#### [Provided records]
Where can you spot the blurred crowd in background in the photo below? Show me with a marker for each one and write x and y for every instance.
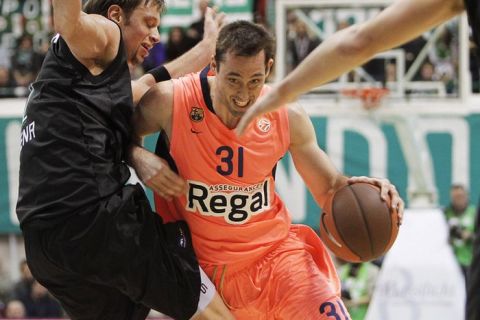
(21, 55)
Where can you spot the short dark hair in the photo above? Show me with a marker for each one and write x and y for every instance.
(101, 6)
(244, 38)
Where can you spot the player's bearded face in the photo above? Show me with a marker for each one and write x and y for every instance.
(241, 81)
(140, 32)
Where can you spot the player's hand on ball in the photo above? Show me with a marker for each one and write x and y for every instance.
(387, 192)
(157, 175)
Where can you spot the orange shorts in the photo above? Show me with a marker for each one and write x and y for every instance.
(296, 280)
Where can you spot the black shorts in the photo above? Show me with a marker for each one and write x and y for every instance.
(118, 262)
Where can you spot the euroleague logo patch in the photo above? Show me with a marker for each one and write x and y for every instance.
(264, 125)
(197, 114)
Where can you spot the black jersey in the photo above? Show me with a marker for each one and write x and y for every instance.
(75, 134)
(473, 11)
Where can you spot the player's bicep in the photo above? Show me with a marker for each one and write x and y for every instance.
(154, 111)
(313, 164)
(93, 37)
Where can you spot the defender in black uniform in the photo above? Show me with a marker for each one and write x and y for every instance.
(400, 22)
(92, 240)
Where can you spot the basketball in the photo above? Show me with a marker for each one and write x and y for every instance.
(357, 225)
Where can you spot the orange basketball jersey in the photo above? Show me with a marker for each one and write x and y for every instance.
(231, 205)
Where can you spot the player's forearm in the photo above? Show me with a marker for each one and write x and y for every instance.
(66, 14)
(193, 60)
(343, 51)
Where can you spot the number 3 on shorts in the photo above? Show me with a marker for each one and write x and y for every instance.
(329, 309)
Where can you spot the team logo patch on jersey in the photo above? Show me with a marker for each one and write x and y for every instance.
(197, 114)
(264, 125)
(236, 204)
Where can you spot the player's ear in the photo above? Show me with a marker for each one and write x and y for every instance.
(269, 67)
(213, 64)
(115, 13)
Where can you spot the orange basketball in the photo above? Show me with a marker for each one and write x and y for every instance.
(357, 225)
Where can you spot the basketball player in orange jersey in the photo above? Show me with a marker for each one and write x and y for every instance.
(400, 22)
(223, 185)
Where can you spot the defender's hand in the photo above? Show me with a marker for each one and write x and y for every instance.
(387, 191)
(157, 175)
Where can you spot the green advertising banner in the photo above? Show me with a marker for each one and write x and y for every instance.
(184, 12)
(24, 16)
(356, 144)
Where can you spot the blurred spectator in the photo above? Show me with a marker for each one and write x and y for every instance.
(15, 310)
(178, 43)
(301, 44)
(195, 31)
(412, 49)
(6, 82)
(474, 67)
(427, 72)
(444, 57)
(358, 283)
(260, 12)
(23, 287)
(40, 304)
(460, 216)
(25, 62)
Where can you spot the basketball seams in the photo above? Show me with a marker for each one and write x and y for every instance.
(342, 233)
(364, 218)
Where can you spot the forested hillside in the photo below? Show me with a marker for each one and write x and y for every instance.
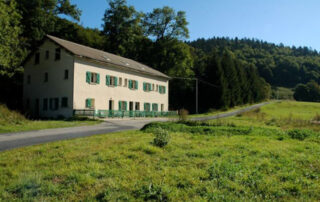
(279, 65)
(230, 71)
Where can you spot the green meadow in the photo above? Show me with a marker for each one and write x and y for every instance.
(271, 153)
(11, 121)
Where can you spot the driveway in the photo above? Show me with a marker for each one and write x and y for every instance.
(21, 139)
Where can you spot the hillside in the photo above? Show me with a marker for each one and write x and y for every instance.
(279, 65)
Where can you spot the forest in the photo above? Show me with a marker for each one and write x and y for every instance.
(230, 71)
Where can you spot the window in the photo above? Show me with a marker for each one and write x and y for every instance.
(66, 74)
(54, 103)
(111, 102)
(28, 79)
(90, 103)
(155, 107)
(92, 78)
(46, 77)
(111, 80)
(37, 58)
(137, 106)
(162, 89)
(122, 106)
(147, 87)
(133, 84)
(130, 106)
(64, 102)
(45, 104)
(120, 81)
(58, 54)
(147, 107)
(28, 104)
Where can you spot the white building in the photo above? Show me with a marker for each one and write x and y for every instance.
(62, 77)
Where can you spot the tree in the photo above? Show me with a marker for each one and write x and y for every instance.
(166, 23)
(39, 17)
(307, 92)
(121, 28)
(10, 44)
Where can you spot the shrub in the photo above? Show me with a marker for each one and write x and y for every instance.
(183, 114)
(162, 137)
(298, 134)
(316, 117)
(152, 192)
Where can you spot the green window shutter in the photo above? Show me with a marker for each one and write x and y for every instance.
(125, 105)
(88, 103)
(98, 78)
(154, 107)
(108, 80)
(136, 86)
(88, 77)
(119, 105)
(116, 81)
(130, 84)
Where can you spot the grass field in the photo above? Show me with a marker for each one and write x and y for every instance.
(282, 93)
(225, 160)
(11, 121)
(282, 115)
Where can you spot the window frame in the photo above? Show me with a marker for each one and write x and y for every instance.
(46, 77)
(66, 74)
(57, 54)
(64, 102)
(47, 55)
(29, 79)
(37, 58)
(45, 104)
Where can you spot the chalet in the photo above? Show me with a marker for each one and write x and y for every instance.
(63, 78)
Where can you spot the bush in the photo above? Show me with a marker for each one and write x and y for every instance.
(298, 134)
(316, 117)
(162, 137)
(183, 114)
(152, 192)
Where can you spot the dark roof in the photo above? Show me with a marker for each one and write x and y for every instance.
(95, 54)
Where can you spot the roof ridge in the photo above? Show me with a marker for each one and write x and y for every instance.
(62, 42)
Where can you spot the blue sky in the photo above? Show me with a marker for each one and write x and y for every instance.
(292, 22)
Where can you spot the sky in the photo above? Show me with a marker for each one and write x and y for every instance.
(291, 22)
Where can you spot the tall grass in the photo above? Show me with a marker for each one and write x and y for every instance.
(10, 117)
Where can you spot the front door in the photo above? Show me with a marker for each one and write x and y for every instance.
(130, 106)
(110, 104)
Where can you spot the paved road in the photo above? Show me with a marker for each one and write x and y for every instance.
(21, 139)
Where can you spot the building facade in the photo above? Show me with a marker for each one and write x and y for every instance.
(62, 77)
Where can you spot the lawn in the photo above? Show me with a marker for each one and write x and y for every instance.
(281, 115)
(218, 161)
(11, 121)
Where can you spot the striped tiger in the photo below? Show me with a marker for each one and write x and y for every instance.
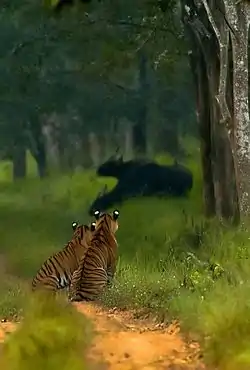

#### [Your objective]
Copy out the entries exactly as they stand, omitting the images.

#### [Solution for this exercise]
Where can you spot the blurred crowd in background in the photo below? Show me with a marker for each one and write x and y for every instance.
(21, 55)
Where can you spot the short dark hair in the photo above? Show me with a marker for each one and write x and y for every instance.
(101, 6)
(244, 38)
Where can you spot the player's bearded face in the photo above? Show me with a marker for each one and write x and y for every instance.
(241, 81)
(140, 32)
Where can you spot the player's hand on ball in the photo above? Show me with a marker for each one and write x and y for every instance.
(387, 192)
(157, 175)
Where can you spot the orange shorts in the photo above? Show me with a marker for each one and write x and y for every instance.
(296, 280)
Where can you spot the black shorts in the photo above? Show me with a marker for each one and write x and y for every instance.
(118, 262)
Where can you spot the euroleague logo patch in the photo above? Show me with a marker for each one and write x and y for every instance.
(264, 125)
(197, 114)
Where can you spot the black jersey in the photo above? Show me with a marker for each one and write x and y for every instance.
(75, 134)
(473, 11)
Where can you spot the player's bicep in the photo above? Show me with a marker for each one and write x and y for every instance.
(154, 111)
(313, 164)
(93, 37)
Where can you spot the defender in black uniform in the photo above? Show me with a marker for each one and write x and y for every instance.
(400, 22)
(92, 240)
Where can you spot the basketball in the photo above? Show me with a marker for each one and write x and y for every instance.
(357, 225)
Where can you spot the orange basketball jersey in the photo above? Show me with a marker for each one and write x and y for every instance.
(231, 205)
Where can you spot the player's forearm in the photo above? Show me with a marker for each one and write x and y for every instance.
(66, 14)
(193, 60)
(343, 51)
Where can you spot the number 3 on shorts in the photo above? Show me with a marker for each one and write x and y for every instance.
(329, 309)
Where can you spot the team logo patch on jersey in the photo above? Show me with a marker for each one and write x and y for every instance.
(197, 114)
(264, 125)
(236, 204)
Where can you spot the player's ear in the photo above? Show me with a marker for each one and write x and y for every instance.
(269, 67)
(213, 64)
(115, 13)
Where can you spot the orange basketball in the photo above? Show me with a marker for each one and write x and y for every instance.
(357, 225)
Where can you spot the basketball player in orange jersey in the photo above? Show me with a marker for each one and write x and y for every instance.
(400, 22)
(223, 185)
Where can you spot the defender's hand in the photo above? Show me with a marker for each one and write x and y for every instance.
(387, 191)
(157, 175)
Where can you spot the green advertising banner in the photo above? Show me with a marker for each one and write x and y for every instance.
(184, 12)
(24, 16)
(356, 144)
Where can you spot the blurred spectator in the photo above? Show me with a marker for each one and write x and y for every instance.
(15, 310)
(178, 43)
(301, 44)
(195, 31)
(412, 49)
(6, 82)
(474, 67)
(427, 72)
(444, 57)
(358, 283)
(260, 12)
(23, 287)
(40, 304)
(460, 216)
(25, 62)
Where can you spot the basketball seams in the photo above? Show me with a marker for each one and write x and y for every instance.
(342, 233)
(364, 218)
Where can you spot the forested hillside in the photo below? Show me with a marker for each one and write x and y for every instance.
(279, 65)
(230, 71)
Where can you spot the green meadow in the photo above? Show me with a marker for each one and write x and y for every instance.
(271, 153)
(11, 121)
Where can you spot the driveway in the photo above? Show me with a marker for each one and write x and y for every instance.
(21, 139)
Where can you spot the hillside in the photo above? Show me with a marker for each one and write x and y for every instance.
(279, 65)
Where can you spot the forest in the photo above? Show me with a marker for each one and write x and y for every instance.
(230, 71)
Where can you spot the window in the photo above? Show me with a marker for each one and write x and y for every instance.
(66, 74)
(54, 103)
(111, 102)
(28, 79)
(90, 103)
(155, 107)
(92, 78)
(46, 77)
(111, 80)
(37, 58)
(137, 106)
(162, 89)
(122, 106)
(147, 87)
(133, 84)
(130, 106)
(64, 102)
(45, 104)
(120, 81)
(58, 54)
(147, 107)
(28, 104)
Where can you spot the white building in the photo above? Show me with a marker for each one and write x and y for every instance.
(62, 77)
Where can you spot the tree in the photo above? Show me with a marker for each one and write x and y for every instance.
(166, 23)
(39, 17)
(307, 92)
(121, 28)
(10, 44)
Where can you spot the shrub in the photo above? Show me with a marker for each one and write x and y for every instance.
(183, 114)
(162, 137)
(298, 134)
(316, 117)
(152, 192)
Where can you spot the green window shutter in the photo above? Show me with a marker for each one and write x and y for every instance.
(125, 105)
(88, 103)
(98, 78)
(154, 107)
(108, 80)
(136, 86)
(88, 77)
(119, 105)
(116, 81)
(130, 84)
Where can you spot the grass field in the photo above? Show me with a marker for each one and write x and y for every instance.
(282, 93)
(225, 160)
(11, 121)
(282, 115)
Where can you spot the window frame in the photo above? Show me with a marker for each one and write x and y for every instance.
(46, 77)
(66, 74)
(57, 54)
(64, 102)
(47, 55)
(29, 79)
(37, 58)
(45, 104)
Where can you spot the chalet in the photo above? Show me with a marker for each one and write x and y for every instance.
(63, 78)
Where can you spot the bush in the photo above? Show me with a marker for each one and write x and y for every instance.
(298, 134)
(316, 117)
(162, 137)
(183, 114)
(152, 192)
Where can you spot the dark roof in the photo above? Show me with a marker for each one and write x and y for every instance.
(95, 54)
Where can you spot the roof ridge in the photo above? Show me with a marker for each one and write x and y for every instance.
(62, 42)
Where can you spot the blue sky in the photo above? Show me with a marker for each one and write x and y for every instance.
(292, 22)
Where can you spot the sky in the photo above? Show me with a marker for each one and write x and y for every instance.
(291, 22)
Where can you spot the tall grass in the photo above? Show me with a marker for each one and write x and y for every instance.
(10, 117)
Where can you spot the front door in the photo above? Show me with a marker for each one and write x and y for every instance.
(130, 106)
(110, 104)
Where can you spot the paved road in the photo above? Show me with a marker for each one and write x and y for every instance.
(21, 139)
Where can you spot the building facade in the photo above? Show me with a marker for each one and write x and y for every instance.
(62, 77)
Where can you spot the lawn in the photo above? Show me with a marker for each one and write x and y for every instance.
(281, 115)
(218, 161)
(11, 121)
Where can you spot the striped tiger in the photo below? Show me with a marker for each one and write x and y for every instance.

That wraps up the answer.